* _WORK REQUEST_: Each record is to be repeated exactly as it stands below.

[Saved data entries]
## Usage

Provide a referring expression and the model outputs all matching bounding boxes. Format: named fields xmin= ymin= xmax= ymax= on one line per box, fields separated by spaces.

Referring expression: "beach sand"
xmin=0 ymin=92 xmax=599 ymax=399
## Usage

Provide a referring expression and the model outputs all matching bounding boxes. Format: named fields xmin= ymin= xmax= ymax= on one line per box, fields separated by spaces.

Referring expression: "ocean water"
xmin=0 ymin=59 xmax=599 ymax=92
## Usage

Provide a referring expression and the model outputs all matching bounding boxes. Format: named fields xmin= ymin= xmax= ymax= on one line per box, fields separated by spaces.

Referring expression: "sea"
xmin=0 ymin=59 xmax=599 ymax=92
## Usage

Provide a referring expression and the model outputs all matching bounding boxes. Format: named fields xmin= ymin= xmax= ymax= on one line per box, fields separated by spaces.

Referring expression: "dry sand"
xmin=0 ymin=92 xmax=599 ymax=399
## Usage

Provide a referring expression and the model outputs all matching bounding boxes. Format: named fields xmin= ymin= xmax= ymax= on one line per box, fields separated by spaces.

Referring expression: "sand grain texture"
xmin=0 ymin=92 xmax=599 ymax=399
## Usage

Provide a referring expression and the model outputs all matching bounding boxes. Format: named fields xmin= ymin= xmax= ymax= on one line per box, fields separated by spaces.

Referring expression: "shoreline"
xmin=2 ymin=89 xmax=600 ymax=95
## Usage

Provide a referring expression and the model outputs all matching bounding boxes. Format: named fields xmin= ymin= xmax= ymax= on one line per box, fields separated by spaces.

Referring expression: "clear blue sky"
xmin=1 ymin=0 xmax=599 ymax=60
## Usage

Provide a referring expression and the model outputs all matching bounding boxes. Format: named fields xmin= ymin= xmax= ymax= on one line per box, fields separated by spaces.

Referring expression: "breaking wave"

* _RESPONSE_:
## Usage

Provide a referring expression and the model outputs all matching bounding boxes. Format: named fields xmin= ymin= xmax= ymax= on one line per box, fields separated by spaces.

Referring expression: "beach sand"
xmin=0 ymin=92 xmax=599 ymax=399
## Usage

Provide a referring expression and the model outputs all matching bounding boxes. Format: named fields xmin= ymin= xmax= ymax= on one line per box, fields separated by spaces.

Referring expression: "ocean water"
xmin=0 ymin=59 xmax=599 ymax=92
## Usage

Provide a referring expression and the model outputs all matching bounding boxes. Format: named fields xmin= ymin= xmax= ymax= on one line per box, fields separated by spaces.

Referring expression: "sea"
xmin=0 ymin=59 xmax=599 ymax=92
## Usage

Provide a referring expression and the model outputs all matching bounding boxes. Format: named fields xmin= ymin= xmax= ymax= on one line per box, fields separated by spaces.

Referring expression: "dry sand"
xmin=0 ymin=92 xmax=599 ymax=399
## Usage

Provide a referring expression and the model outputs all matching bounding boxes. Format: named fields xmin= ymin= xmax= ymax= on one line per box, fields separated by spaces.

Referring expression: "sand grain texture"
xmin=0 ymin=92 xmax=599 ymax=399
## Usage

Provide a referring expression and the model outputs all matching bounding boxes. Format: named fields xmin= ymin= xmax= ymax= on one line per box, fields separated by spaces.

Referring expression: "shoreline"
xmin=2 ymin=89 xmax=600 ymax=95
## Usage

Provide a referring expression and the model outputs all matching bounding boxes. Format: named fields xmin= ymin= xmax= ymax= on one line per box, fields separated by spaces.

Referring expression: "clear blue sky"
xmin=1 ymin=0 xmax=599 ymax=60
## Usage

Provide a referring expression and the model outputs all matching bounding boxes. Format: named fields xmin= ymin= xmax= ymax= on one line per box, fields separated by spaces.

Referring expression: "breaking wave"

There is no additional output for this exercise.